Supplied records -
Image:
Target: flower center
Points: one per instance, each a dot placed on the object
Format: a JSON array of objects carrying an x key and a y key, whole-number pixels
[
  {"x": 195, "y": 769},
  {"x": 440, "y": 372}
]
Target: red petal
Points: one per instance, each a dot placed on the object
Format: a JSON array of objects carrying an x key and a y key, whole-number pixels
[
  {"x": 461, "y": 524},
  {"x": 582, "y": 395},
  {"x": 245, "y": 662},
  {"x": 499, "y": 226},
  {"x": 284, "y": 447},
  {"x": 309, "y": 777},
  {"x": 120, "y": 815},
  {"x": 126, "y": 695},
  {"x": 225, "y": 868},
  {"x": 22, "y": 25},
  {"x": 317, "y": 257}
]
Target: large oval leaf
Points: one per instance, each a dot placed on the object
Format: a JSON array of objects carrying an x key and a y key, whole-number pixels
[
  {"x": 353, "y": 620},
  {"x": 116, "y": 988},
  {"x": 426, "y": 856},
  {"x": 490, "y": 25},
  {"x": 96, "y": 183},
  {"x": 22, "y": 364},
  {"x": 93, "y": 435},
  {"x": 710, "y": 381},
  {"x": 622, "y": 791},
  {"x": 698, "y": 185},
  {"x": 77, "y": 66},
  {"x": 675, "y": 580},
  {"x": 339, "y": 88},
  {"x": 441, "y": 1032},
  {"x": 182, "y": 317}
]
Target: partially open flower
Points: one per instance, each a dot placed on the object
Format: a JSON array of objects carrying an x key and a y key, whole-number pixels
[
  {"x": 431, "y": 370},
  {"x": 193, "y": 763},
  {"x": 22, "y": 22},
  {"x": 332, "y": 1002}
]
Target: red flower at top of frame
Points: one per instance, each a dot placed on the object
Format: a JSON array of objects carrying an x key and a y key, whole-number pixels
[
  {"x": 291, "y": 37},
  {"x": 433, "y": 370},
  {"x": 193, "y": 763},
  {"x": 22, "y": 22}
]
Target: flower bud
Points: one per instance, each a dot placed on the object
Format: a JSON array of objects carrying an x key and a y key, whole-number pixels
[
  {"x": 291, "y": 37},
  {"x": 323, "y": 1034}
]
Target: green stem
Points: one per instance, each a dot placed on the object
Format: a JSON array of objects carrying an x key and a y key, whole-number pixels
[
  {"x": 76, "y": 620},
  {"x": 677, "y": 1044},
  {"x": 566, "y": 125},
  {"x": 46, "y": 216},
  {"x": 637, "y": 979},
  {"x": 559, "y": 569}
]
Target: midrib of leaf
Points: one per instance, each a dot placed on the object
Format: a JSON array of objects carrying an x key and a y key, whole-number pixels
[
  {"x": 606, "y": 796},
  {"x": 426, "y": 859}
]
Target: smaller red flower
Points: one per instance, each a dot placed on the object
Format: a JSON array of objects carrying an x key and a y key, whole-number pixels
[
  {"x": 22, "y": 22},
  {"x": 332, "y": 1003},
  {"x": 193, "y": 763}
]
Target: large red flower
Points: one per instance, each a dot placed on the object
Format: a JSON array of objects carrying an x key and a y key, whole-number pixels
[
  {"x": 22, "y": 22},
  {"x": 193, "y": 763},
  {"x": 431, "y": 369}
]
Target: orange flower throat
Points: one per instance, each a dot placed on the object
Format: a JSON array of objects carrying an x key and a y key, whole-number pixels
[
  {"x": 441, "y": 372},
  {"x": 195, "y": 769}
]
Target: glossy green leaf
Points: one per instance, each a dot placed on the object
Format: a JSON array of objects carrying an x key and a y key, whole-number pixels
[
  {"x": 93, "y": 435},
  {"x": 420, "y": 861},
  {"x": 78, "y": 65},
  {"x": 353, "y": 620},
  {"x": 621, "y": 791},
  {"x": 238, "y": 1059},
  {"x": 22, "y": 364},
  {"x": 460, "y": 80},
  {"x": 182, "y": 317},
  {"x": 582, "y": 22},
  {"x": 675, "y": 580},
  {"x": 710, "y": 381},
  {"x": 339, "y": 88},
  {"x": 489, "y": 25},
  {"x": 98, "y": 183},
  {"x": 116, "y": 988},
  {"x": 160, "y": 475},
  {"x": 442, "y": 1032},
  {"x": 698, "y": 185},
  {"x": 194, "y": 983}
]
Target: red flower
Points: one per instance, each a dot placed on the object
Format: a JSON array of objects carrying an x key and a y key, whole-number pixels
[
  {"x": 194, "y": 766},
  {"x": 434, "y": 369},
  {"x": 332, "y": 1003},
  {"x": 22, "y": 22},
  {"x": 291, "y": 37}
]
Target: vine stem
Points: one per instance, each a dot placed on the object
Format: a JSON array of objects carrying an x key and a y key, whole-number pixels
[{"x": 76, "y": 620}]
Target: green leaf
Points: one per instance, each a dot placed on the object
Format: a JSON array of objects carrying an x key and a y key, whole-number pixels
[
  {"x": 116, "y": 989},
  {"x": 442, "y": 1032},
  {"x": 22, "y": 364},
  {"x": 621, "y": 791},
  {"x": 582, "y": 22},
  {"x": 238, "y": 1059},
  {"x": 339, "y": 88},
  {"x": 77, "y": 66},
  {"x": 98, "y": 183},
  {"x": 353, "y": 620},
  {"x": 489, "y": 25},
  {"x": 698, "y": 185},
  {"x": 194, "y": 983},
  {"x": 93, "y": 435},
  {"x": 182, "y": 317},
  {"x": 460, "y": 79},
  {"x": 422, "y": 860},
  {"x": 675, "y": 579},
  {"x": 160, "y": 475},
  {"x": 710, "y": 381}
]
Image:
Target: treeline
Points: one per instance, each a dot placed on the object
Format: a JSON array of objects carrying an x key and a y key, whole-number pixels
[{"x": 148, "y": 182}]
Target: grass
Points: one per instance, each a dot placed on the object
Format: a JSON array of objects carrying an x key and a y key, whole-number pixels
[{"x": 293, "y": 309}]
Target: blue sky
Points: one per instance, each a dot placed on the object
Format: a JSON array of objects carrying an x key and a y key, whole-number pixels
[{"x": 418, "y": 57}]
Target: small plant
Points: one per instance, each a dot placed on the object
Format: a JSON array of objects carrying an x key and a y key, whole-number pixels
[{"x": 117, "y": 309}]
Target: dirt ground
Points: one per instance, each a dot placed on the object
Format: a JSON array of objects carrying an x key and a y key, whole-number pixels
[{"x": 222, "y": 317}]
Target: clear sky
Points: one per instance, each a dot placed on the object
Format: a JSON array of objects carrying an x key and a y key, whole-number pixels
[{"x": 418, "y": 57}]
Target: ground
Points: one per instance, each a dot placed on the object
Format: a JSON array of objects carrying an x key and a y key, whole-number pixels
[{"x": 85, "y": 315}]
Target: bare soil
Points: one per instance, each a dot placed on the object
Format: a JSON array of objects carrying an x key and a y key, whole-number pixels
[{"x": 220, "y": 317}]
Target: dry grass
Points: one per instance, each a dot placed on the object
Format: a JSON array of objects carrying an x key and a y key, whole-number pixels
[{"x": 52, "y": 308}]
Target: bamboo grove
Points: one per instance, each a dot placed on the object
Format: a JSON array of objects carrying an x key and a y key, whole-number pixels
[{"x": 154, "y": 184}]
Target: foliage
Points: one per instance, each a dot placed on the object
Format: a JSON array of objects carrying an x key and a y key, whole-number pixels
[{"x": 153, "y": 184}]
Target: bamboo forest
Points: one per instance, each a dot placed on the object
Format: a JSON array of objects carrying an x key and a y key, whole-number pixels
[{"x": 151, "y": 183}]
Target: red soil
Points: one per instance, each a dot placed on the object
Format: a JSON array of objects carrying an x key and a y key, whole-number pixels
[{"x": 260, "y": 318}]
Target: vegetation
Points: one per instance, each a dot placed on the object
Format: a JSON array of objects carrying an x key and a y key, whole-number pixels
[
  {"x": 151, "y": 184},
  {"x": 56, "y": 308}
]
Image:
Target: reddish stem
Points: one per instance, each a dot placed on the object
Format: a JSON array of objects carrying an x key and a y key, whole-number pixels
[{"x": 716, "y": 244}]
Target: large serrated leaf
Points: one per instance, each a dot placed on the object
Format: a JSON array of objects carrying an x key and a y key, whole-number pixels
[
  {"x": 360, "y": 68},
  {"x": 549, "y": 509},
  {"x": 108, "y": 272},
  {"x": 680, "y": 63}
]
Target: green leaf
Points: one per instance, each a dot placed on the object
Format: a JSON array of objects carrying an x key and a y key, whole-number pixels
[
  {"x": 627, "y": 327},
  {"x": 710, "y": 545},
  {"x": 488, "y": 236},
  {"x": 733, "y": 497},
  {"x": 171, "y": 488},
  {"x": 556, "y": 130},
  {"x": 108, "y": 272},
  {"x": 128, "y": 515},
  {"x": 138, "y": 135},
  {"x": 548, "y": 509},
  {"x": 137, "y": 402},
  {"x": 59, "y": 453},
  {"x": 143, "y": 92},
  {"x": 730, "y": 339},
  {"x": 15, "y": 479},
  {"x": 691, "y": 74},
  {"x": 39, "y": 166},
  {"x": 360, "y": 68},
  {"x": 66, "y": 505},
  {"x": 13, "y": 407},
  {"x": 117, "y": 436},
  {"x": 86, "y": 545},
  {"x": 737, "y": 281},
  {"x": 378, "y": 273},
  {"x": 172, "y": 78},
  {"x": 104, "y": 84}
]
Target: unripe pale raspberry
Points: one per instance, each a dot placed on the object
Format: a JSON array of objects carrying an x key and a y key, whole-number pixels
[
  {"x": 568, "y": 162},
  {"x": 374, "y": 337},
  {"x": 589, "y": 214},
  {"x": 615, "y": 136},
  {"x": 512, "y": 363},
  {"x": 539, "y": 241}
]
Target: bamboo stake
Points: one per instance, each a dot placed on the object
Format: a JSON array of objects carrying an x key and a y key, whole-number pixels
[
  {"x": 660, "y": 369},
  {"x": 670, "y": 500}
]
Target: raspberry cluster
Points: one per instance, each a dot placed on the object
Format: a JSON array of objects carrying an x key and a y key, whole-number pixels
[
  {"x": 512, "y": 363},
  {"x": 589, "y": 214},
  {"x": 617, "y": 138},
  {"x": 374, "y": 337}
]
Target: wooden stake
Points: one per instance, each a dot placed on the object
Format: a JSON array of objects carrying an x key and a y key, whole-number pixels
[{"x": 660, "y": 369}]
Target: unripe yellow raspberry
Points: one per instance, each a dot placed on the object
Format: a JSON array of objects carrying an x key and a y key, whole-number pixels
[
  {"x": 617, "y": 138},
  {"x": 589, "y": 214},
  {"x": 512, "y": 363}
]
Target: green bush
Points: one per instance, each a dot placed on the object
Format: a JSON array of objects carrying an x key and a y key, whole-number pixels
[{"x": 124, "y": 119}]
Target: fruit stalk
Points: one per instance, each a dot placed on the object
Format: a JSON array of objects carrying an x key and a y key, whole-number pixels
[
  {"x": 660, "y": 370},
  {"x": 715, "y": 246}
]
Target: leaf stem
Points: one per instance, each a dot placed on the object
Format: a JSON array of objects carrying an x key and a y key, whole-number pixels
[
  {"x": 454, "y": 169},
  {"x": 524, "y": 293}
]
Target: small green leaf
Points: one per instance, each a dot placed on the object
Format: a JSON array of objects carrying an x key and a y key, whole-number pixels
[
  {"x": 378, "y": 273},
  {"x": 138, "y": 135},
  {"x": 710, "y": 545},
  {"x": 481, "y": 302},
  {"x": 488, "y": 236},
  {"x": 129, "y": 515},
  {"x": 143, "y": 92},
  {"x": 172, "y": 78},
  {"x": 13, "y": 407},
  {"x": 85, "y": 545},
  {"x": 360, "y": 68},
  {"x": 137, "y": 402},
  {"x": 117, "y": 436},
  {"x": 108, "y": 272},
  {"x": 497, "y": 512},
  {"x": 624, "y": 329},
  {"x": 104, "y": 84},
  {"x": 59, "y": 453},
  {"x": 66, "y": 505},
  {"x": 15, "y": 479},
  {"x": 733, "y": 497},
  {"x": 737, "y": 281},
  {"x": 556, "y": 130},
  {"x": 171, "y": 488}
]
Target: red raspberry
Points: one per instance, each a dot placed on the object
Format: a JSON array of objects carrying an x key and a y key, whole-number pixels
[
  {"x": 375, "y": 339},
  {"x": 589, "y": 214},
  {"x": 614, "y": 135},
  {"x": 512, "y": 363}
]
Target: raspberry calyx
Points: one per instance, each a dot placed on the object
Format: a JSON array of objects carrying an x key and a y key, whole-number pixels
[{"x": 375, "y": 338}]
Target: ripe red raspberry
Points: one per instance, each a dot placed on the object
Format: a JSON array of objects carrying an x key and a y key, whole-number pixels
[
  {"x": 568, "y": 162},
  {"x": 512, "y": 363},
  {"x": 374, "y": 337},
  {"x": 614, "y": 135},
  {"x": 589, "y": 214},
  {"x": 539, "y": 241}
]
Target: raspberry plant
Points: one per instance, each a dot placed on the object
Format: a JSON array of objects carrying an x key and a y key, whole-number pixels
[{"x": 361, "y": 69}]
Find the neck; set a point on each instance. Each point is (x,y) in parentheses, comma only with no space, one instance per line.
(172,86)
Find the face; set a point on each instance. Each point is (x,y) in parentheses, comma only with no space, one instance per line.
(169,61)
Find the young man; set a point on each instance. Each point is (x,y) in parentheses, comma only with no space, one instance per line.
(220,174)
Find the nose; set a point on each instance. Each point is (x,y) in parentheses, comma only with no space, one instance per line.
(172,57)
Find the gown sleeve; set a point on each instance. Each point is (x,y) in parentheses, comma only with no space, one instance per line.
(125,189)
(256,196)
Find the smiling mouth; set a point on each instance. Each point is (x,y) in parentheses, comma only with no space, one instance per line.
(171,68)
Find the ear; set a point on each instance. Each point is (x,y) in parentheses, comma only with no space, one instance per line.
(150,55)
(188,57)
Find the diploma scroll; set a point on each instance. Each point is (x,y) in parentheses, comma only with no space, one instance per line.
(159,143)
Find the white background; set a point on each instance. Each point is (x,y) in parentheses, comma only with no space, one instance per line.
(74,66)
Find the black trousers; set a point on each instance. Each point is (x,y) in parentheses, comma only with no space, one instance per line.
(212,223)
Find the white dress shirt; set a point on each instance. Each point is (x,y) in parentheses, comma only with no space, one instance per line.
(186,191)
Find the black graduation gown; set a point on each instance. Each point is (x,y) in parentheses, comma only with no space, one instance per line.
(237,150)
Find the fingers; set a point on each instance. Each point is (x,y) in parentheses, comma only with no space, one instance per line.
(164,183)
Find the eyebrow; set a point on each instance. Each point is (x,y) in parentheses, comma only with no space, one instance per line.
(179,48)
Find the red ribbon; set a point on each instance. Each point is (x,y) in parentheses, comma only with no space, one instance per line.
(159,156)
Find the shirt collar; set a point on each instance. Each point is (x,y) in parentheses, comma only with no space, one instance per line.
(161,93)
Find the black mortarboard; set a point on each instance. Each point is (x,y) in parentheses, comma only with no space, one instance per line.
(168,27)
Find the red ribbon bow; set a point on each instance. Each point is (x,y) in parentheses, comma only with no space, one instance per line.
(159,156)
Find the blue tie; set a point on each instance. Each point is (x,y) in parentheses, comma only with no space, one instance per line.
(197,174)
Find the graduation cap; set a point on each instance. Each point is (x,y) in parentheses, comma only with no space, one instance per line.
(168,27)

Required work - Extract every line above that contains the word "leaf".

The completed task -
Target: large oval leaf
Target: midrib of leaf
Target: glossy green leaf
Target: green leaf
Target: large serrated leaf
Target: green leaf
Target: leaf stem
Target: small green leaf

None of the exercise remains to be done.